# [WHAT TO DO]
Output all the entries below. Each must match exactly.

Dataset entries
★ ★ ★ ★ ★ ★ ★
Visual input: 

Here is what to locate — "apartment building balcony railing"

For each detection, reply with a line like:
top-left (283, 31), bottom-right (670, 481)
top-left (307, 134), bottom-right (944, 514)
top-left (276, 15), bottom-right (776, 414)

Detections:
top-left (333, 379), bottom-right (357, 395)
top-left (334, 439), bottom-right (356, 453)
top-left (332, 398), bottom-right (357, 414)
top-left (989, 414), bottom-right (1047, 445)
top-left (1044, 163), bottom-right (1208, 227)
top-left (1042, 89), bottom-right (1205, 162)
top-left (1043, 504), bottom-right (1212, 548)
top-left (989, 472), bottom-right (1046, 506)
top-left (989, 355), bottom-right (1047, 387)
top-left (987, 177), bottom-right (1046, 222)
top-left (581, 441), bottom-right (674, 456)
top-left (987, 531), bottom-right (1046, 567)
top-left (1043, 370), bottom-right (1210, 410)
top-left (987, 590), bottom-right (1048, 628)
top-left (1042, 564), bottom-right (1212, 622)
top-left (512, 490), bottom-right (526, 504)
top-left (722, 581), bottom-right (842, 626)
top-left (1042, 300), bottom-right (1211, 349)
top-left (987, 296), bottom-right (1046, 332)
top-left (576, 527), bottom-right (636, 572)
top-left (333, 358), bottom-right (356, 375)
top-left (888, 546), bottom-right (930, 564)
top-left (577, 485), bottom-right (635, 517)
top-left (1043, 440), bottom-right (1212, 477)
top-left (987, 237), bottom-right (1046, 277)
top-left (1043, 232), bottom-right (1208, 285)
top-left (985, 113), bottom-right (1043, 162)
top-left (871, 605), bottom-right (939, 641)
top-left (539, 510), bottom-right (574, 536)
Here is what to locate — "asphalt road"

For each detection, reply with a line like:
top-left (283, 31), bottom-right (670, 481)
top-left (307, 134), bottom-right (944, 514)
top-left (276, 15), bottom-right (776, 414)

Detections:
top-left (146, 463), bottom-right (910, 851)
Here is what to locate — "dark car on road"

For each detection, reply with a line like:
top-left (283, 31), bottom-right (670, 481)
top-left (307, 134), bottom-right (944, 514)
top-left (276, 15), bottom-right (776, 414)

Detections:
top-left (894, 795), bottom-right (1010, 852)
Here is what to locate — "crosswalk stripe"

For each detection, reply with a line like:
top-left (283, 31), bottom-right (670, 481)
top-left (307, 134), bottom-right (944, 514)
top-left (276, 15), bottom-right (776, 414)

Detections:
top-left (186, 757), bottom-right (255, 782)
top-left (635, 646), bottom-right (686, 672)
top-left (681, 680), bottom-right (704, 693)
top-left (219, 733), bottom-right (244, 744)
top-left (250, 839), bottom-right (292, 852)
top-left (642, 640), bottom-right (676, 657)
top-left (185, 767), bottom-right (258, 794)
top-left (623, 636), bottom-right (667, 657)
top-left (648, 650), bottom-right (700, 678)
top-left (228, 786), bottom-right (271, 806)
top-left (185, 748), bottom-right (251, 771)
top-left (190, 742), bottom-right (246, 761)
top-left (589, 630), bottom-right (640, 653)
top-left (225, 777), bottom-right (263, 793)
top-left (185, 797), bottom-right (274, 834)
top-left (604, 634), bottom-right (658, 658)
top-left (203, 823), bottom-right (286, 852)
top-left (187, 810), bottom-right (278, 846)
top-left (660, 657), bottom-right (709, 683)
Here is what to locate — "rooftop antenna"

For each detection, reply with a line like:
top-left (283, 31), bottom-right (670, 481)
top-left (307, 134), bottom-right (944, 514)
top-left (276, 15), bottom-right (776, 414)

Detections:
★ ★ ★ ★ ★ ★ ★
# [ANSWER TO THIS TASK]
Visual input: 

Here is what to locate — "apartment building balcony railing"

For each detection, reply with a line like:
top-left (283, 31), bottom-right (670, 481)
top-left (307, 134), bottom-right (944, 514)
top-left (276, 15), bottom-right (776, 414)

Detections:
top-left (333, 379), bottom-right (357, 395)
top-left (334, 439), bottom-right (356, 453)
top-left (332, 398), bottom-right (357, 414)
top-left (989, 414), bottom-right (1047, 445)
top-left (1044, 163), bottom-right (1208, 227)
top-left (1042, 89), bottom-right (1205, 162)
top-left (1043, 504), bottom-right (1212, 548)
top-left (989, 472), bottom-right (1046, 506)
top-left (989, 355), bottom-right (1047, 387)
top-left (987, 177), bottom-right (1046, 222)
top-left (581, 441), bottom-right (674, 456)
top-left (987, 531), bottom-right (1046, 567)
top-left (1043, 370), bottom-right (1210, 410)
top-left (987, 590), bottom-right (1048, 628)
top-left (1042, 564), bottom-right (1212, 622)
top-left (512, 490), bottom-right (526, 504)
top-left (722, 581), bottom-right (842, 626)
top-left (1042, 300), bottom-right (1211, 349)
top-left (987, 296), bottom-right (1046, 332)
top-left (576, 527), bottom-right (636, 572)
top-left (333, 358), bottom-right (356, 375)
top-left (888, 546), bottom-right (930, 564)
top-left (577, 485), bottom-right (635, 517)
top-left (1043, 440), bottom-right (1212, 477)
top-left (987, 237), bottom-right (1046, 277)
top-left (1043, 232), bottom-right (1208, 285)
top-left (985, 113), bottom-right (1043, 162)
top-left (871, 605), bottom-right (939, 641)
top-left (539, 510), bottom-right (574, 536)
Here is what to locate — "asphalt road"

For each detection, reply with a line like:
top-left (283, 31), bottom-right (670, 481)
top-left (307, 134), bottom-right (944, 514)
top-left (276, 15), bottom-right (776, 414)

Detections:
top-left (146, 463), bottom-right (910, 851)
Here is what to locate — "dark car on road"

For each detection, reply with a line like:
top-left (283, 31), bottom-right (670, 481)
top-left (307, 134), bottom-right (944, 514)
top-left (276, 15), bottom-right (776, 414)

Detections:
top-left (894, 795), bottom-right (1010, 852)
Here is what to locate — "crosswalk stripe"

For each detection, reply with a line like:
top-left (283, 31), bottom-right (670, 481)
top-left (307, 134), bottom-right (944, 514)
top-left (276, 15), bottom-right (776, 414)

Detections:
top-left (186, 757), bottom-right (255, 782)
top-left (635, 646), bottom-right (686, 672)
top-left (681, 680), bottom-right (704, 693)
top-left (219, 733), bottom-right (244, 744)
top-left (250, 839), bottom-right (292, 852)
top-left (642, 640), bottom-right (676, 657)
top-left (185, 767), bottom-right (258, 794)
top-left (623, 636), bottom-right (667, 657)
top-left (648, 650), bottom-right (700, 678)
top-left (228, 786), bottom-right (271, 806)
top-left (185, 748), bottom-right (251, 771)
top-left (190, 742), bottom-right (246, 761)
top-left (589, 630), bottom-right (640, 653)
top-left (225, 777), bottom-right (263, 793)
top-left (185, 797), bottom-right (274, 834)
top-left (604, 634), bottom-right (658, 658)
top-left (203, 823), bottom-right (286, 852)
top-left (187, 810), bottom-right (278, 846)
top-left (660, 657), bottom-right (709, 683)
Here is what to locate — "rooftop antenna"

For each detection, reply with a line like:
top-left (283, 31), bottom-right (670, 481)
top-left (307, 134), bottom-right (944, 514)
top-left (276, 15), bottom-right (776, 414)

Detections:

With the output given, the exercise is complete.